**EXERCICES**
1 > D'après le commentaire sur la tempête apaisée, quelle profession de foi marque l'aboutissement du cheminement de la foi dans cet Évangile ?
2 > Poursuivez le commentaire sur la tempête apaisée à partir de sa dernière phrase.

**EXTRAIT CHOISI**
┄┄┄┄┄┄

Même dans une société gérée par le droit et technologiquement avancée, il est toujours facile de faire expérience de la fragilité humaine. L’homme peut penser maîtriser tout comme il en était pour ces experts et habitués du lac (certains des apôtres étaient des pêcheurs), mais, tôt ou tard, il se rend compte de sa faiblesse. Les lectures de ce dimanche nous invite à méditer sur le mode d’intervention de Dieu au sein de nos tourments. Il n’entend pas les balayer d’un revers de la main, mais nous fournit certaines certitudes : tout ce qui pourrait être mystérieux et abyssal lui est, dans tous les cas, soumis ; en outre, nous pouvons compter sur sa miséricorde, qui prend soin de nous doutes et faiblesses.
A lire normalement ce passage de l’Evangile, rien ne distingue physiquement Notre-Seigneur d’un autre homme. A en juger au programme de ses journées et aux nuits passées en prière, il est certes particulièrement résistant ; mais il a néanmoins besoin de repos comme tout le monde. La journée de prédication l’a épuisé ; aussi s’endort-il sans tarder sur le coussin dont se servaient les rameurs dans les barques de pécheurs de l’époque. Il dort même si profondément, que ni le hurlement du vent soufflant en tempête, ni le fracas des vagues malmenant le frêle embarquement, ne troublent son mystérieux sommeil.
A bout de ressources, craignant d’être à chaque instant engloutis par cette mer déchaînée, « ses compagnons le réveillent » tout angoissés, et lui crient leur détresse : «Maître nous sommes perdus : cela ne te fait rien ? ». Marc nous présente différemment cet épisode. En effet, on lit ailleurs ceci : « Seigneur, nous sommes perdus, sauve-nous ! » (Mt8, 25) ; « Maître, Maître, nous périssons » (Lc8, 24). Marc exprime donc, plus que le autres, l’angoisse, la fatigue et, en même temps, leur malaise par rapport au fait qu’il s’endort. C’est notre situation quand nous nous sentons abandonnés par Dieu, comme nous le lisons dans le Psaume 44, 24 : Réveille-toi Seigneur ! Pourquoi dors-tu ? Des mots qui traduisent notre fatigue de vivre. Des mots de protestations. Mais aussi, des mots d’une prière vraie qui ne fait aucune feinte. Des mots qui protestent et invoquent en même temps. Le psalmiste trouve la réponse dans le psaume 121,4 : il ne dors pas, ne sommeille, pas, le Gardien d’Israël. Rappelons-nous que, lors de la création, Dieu limita les eaux et les confina dans les mers et océans (Gn1,6-10, Ps 104). Il imposa un ordre, une harmonie et cela, par la Parole. C’est ce que fait Jésus, qui impose un ordre, par sa Parole. Il fait comme Dieu, il est Dieu. Y croyons-nous ?
A ce point, notre foi doit croitre, devenir mûre. Il nous est dit que devant ce fait, les apôtres s’interrogent. On ne dit pas qu’ils y croient aussitôt. La foi arrivera seulement au bout du cheminement, vers la fin de cet Evangile, avec la profession de foi de l’officier romain : vraiment, cet homme était Fils de Dieu. (Mc 15,39). Que veut dire cela ? Simple. La foi mûrit sous l’arbre du scandale de la croix. C’est la le lieu où Dieu se charge de la souffrance de l’homme : ils la portent à deux. Dieu participe donc à la souffrance de l’homme et répond ainsi à la question de l’homme qui lui demande où il est quand il est frappé par le mal. Cette maturité accepte alors un cheminement, souvent parsemé par des angoisses déchirantes, des tempêtes.

┄┄┄┄┄┄

**DONNÉES**
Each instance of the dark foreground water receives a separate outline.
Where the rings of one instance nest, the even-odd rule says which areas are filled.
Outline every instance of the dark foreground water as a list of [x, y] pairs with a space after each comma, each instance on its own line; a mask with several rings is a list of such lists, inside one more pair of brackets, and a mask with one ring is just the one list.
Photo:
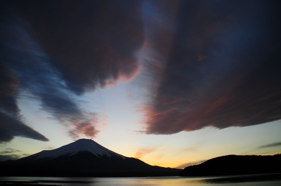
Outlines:
[[66, 185], [281, 185], [281, 175], [251, 175], [212, 177], [128, 178], [1, 177], [0, 184], [29, 184]]

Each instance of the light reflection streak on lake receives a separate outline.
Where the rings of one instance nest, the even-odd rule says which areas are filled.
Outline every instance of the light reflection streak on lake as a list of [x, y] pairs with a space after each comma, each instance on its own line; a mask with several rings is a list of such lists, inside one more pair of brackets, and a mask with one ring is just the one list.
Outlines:
[[[280, 175], [278, 175], [280, 177]], [[263, 180], [255, 178], [267, 176], [254, 175], [212, 177], [0, 177], [2, 181], [35, 181], [40, 184], [66, 186], [145, 186], [147, 185], [242, 185], [257, 186], [281, 185], [281, 179]], [[32, 184], [31, 184], [32, 185]]]

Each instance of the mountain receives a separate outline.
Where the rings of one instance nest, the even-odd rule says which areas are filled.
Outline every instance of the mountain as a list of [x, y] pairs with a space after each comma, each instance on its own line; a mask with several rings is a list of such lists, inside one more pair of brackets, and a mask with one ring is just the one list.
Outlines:
[[82, 177], [178, 175], [182, 169], [153, 166], [119, 154], [90, 139], [81, 139], [0, 163], [2, 176]]
[[182, 176], [281, 173], [281, 154], [273, 156], [228, 155], [190, 166]]

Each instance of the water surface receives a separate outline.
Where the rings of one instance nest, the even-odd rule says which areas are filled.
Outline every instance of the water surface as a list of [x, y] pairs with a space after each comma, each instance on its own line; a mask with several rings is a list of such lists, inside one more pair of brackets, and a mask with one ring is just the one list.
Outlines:
[[2, 183], [36, 183], [66, 186], [145, 186], [147, 185], [213, 185], [257, 186], [281, 185], [280, 174], [252, 175], [211, 177], [2, 177]]

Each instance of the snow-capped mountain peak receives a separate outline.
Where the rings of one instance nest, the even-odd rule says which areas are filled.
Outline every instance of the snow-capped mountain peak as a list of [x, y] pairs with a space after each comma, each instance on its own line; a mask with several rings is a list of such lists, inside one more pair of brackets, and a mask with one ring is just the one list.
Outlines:
[[83, 151], [88, 151], [98, 157], [100, 156], [113, 156], [123, 159], [126, 157], [104, 147], [93, 140], [87, 139], [80, 139], [57, 149], [43, 151], [27, 157], [33, 159], [54, 158], [65, 155], [73, 155]]

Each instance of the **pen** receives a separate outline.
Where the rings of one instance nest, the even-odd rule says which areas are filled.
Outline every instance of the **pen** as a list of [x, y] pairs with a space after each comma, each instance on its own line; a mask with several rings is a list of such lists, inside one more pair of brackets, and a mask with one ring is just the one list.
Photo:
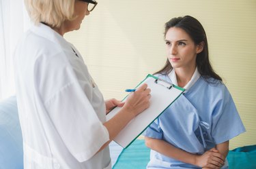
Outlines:
[[126, 92], [135, 92], [136, 89], [126, 89]]

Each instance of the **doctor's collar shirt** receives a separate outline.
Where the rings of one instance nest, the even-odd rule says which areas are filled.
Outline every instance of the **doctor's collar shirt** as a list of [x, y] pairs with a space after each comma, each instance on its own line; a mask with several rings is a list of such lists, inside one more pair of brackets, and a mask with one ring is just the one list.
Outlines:
[[111, 168], [104, 98], [77, 50], [33, 25], [14, 55], [25, 169]]

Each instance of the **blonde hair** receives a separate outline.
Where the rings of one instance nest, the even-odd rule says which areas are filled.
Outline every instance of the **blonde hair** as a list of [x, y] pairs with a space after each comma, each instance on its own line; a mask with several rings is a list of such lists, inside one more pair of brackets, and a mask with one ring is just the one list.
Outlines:
[[74, 16], [75, 0], [25, 0], [25, 5], [32, 21], [42, 22], [53, 28], [58, 28], [65, 20]]

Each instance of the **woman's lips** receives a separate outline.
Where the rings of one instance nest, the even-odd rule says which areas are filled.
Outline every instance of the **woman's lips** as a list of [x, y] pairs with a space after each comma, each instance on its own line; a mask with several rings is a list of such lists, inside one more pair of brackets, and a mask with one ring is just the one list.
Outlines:
[[170, 60], [172, 62], [177, 62], [180, 60], [180, 58], [170, 58]]

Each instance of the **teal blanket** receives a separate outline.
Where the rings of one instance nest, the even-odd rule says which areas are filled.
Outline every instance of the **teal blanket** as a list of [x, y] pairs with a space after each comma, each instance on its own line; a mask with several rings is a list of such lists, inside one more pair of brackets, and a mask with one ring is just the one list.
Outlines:
[[[121, 152], [113, 169], [145, 169], [150, 161], [150, 152], [143, 140], [136, 140]], [[227, 160], [229, 169], [256, 169], [256, 145], [229, 151]]]

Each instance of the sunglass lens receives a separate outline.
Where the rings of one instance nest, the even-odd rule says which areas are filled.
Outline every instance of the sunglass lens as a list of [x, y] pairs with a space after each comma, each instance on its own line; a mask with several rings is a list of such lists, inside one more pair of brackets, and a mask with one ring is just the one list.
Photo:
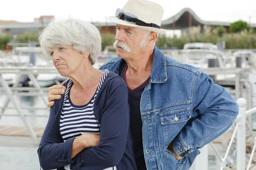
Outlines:
[[125, 20], [130, 23], [135, 24], [137, 23], [138, 18], [133, 14], [127, 12], [125, 15]]
[[117, 18], [120, 18], [123, 14], [124, 11], [119, 8], [118, 8], [116, 11], [116, 17]]

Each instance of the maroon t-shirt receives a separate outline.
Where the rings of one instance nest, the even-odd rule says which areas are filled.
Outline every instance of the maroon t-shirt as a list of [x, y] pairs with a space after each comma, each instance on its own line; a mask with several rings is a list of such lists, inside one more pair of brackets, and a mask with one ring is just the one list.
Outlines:
[[[124, 62], [122, 65], [119, 76], [126, 82], [126, 73], [127, 64]], [[129, 90], [128, 102], [130, 105], [130, 123], [133, 138], [137, 169], [146, 170], [143, 151], [142, 141], [142, 120], [140, 114], [140, 98], [144, 88], [149, 82], [149, 77], [137, 88]]]

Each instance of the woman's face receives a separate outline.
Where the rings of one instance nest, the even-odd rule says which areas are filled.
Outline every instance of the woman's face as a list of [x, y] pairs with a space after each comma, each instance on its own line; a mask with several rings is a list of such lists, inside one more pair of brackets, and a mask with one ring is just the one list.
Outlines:
[[84, 60], [84, 55], [74, 50], [73, 45], [54, 48], [50, 54], [58, 71], [60, 75], [65, 77], [70, 77], [76, 74]]

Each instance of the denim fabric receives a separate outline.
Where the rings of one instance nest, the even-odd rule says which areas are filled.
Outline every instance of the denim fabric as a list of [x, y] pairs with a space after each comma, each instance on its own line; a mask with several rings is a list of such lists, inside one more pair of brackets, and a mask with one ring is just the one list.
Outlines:
[[[123, 61], [113, 58], [100, 69], [118, 74]], [[169, 58], [155, 47], [140, 110], [148, 170], [188, 170], [200, 153], [198, 149], [232, 125], [239, 108], [225, 89], [201, 69]], [[172, 142], [181, 159], [167, 149]]]

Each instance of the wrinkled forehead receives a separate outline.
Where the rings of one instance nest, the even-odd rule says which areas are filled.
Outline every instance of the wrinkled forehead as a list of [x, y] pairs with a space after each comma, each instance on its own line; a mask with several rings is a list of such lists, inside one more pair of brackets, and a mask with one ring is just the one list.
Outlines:
[[123, 25], [121, 25], [121, 24], [116, 24], [116, 27], [118, 27], [118, 28], [122, 28], [123, 29], [130, 29], [131, 30], [137, 31], [139, 31], [140, 30], [142, 30], [142, 29], [140, 29], [137, 28], [133, 27], [130, 26], [124, 26]]

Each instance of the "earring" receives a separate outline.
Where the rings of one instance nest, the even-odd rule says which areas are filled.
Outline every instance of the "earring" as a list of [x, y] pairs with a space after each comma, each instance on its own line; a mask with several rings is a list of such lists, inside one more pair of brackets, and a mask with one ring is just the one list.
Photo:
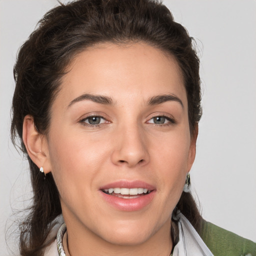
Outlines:
[[46, 176], [46, 174], [44, 173], [44, 167], [42, 167], [42, 166], [41, 166], [41, 167], [40, 168], [40, 169], [39, 169], [39, 170], [40, 170], [41, 172], [43, 172], [43, 173], [44, 173], [44, 176]]
[[186, 192], [188, 193], [190, 192], [190, 174], [188, 172], [186, 174], [186, 181], [185, 182], [185, 184], [184, 185], [184, 188], [183, 188], [183, 191], [184, 192]]

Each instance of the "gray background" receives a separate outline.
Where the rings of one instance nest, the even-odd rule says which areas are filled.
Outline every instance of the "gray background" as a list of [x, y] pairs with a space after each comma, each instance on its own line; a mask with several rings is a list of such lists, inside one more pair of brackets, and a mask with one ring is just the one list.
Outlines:
[[[164, 2], [196, 39], [201, 59], [204, 114], [191, 172], [194, 192], [206, 219], [256, 242], [256, 1]], [[9, 136], [12, 66], [22, 42], [57, 4], [0, 0], [1, 255], [8, 254], [6, 230], [10, 248], [16, 244], [12, 209], [22, 210], [32, 196], [27, 164]]]

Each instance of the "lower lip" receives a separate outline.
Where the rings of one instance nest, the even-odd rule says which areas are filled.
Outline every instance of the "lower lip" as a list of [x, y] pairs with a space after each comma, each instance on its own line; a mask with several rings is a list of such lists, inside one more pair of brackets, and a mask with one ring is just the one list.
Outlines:
[[100, 190], [103, 198], [112, 206], [120, 210], [134, 212], [139, 210], [149, 204], [156, 195], [156, 190], [138, 198], [123, 198], [106, 194]]

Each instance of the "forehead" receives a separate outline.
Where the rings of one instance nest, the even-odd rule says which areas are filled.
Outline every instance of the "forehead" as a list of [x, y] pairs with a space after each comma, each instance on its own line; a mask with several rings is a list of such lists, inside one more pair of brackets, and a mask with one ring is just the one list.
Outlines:
[[107, 96], [118, 102], [172, 94], [186, 104], [177, 62], [144, 43], [97, 44], [78, 54], [68, 71], [57, 96], [63, 104], [84, 93]]

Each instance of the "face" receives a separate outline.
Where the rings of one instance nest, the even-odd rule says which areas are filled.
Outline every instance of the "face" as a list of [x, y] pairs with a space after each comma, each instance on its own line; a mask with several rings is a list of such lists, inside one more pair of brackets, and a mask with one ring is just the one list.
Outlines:
[[170, 234], [195, 151], [176, 61], [142, 43], [102, 44], [68, 70], [48, 138], [68, 232], [129, 245]]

┄┄┄┄┄┄

**RÉPONSES PAR EXERCICE**
1 > Celle de l'officier romain : « vraiment, cet homme était Fils de Dieu » (Mc 15,39).

2 >
En des moments de tempêtes, il faut alors maintenir vive la question : qui est-il, celui-ci ? (Mc 8,41) sans prétendre une réponse définitive. La grandeur de l’homme, en effet, ne réside pas beaucoup dans les réponses qu’il peut trouver, plutôt dans la capacité infinie de poser la question. La question ne ferme jamais, comme le font les réponses. C’est pourquoi, de son initiative, Jésus invite toujours à passer à l’autre rive : on n’est pas encore arrivé. Traversons ! Les tempêtes ne manqueront pas, mais passons à l’autre rive quand-même. Engageons-nous, n’ayons pas peur !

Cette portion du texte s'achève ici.